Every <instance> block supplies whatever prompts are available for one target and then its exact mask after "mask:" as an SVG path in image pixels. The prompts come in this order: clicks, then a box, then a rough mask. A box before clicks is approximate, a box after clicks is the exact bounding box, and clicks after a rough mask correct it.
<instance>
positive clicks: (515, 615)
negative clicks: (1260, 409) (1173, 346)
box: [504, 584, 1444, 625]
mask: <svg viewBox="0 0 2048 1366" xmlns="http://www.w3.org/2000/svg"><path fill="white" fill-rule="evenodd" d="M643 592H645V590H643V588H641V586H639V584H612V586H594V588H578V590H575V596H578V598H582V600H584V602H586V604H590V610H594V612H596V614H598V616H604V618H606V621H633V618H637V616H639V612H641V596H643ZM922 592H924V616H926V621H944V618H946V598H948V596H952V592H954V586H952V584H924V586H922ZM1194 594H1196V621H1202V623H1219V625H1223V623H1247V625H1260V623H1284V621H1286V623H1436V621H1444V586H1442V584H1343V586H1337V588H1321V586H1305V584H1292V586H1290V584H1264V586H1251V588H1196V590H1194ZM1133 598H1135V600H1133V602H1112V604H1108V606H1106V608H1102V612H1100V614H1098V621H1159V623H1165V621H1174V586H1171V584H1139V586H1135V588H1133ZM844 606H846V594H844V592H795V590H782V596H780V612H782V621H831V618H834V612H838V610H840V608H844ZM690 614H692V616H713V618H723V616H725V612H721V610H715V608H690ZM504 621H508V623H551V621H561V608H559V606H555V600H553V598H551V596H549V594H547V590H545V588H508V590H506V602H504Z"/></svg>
■ ■ ■ ■ ■
Give the data back in full, exactly as written.

Every <instance> block supplies whatever prompts are available for one target and then its exact mask after "mask:" as an SVG path in image pixels. The prompts come in this order: clicks, then a box, then a rough mask. A box before clicks is approximate, a box after clicks is the exact bounding box, and clicks after a rough mask correct it.
<instance>
positive clicks: (515, 615)
negative clicks: (1260, 409) (1173, 346)
box: [504, 584, 1444, 625]
mask: <svg viewBox="0 0 2048 1366" xmlns="http://www.w3.org/2000/svg"><path fill="white" fill-rule="evenodd" d="M643 592H645V590H643V588H641V586H639V584H612V586H594V588H578V590H575V596H578V598H582V600H584V602H586V604H590V610H594V612H596V614H598V616H604V618H606V621H633V618H637V616H639V612H641V596H643ZM922 592H924V616H926V621H944V618H946V598H948V596H952V592H954V586H952V584H924V586H922ZM1194 594H1196V621H1202V623H1219V625H1223V623H1247V625H1260V623H1284V621H1286V623H1436V621H1444V586H1442V584H1343V586H1337V588H1321V586H1305V584H1292V586H1290V584H1264V586H1251V588H1196V590H1194ZM1133 598H1135V600H1133V602H1112V604H1108V606H1106V608H1102V612H1100V614H1098V621H1159V623H1165V621H1174V586H1171V584H1139V586H1135V588H1133ZM844 606H846V594H844V592H795V590H782V596H780V612H782V621H831V618H834V612H838V610H840V608H844ZM690 614H692V616H713V618H723V616H725V612H721V610H715V608H690ZM504 621H508V623H551V621H561V608H559V606H555V600H553V598H551V596H549V594H547V590H545V588H508V590H506V602H504Z"/></svg>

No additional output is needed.